• [Directions]:
Please report how many lines in the records below contain "clicks". Reply with the number alone.

• [Information]:
──────────────────────────────
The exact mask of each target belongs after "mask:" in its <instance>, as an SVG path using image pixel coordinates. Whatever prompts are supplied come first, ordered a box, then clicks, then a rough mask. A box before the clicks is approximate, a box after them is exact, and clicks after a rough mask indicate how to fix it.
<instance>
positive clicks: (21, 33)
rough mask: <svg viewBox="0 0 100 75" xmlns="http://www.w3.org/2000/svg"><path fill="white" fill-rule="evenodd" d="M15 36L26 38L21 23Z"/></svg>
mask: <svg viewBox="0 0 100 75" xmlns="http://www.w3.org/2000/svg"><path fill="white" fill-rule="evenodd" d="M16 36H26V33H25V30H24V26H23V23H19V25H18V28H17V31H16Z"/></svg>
──────────────────────────────
• [Solution to this task]:
2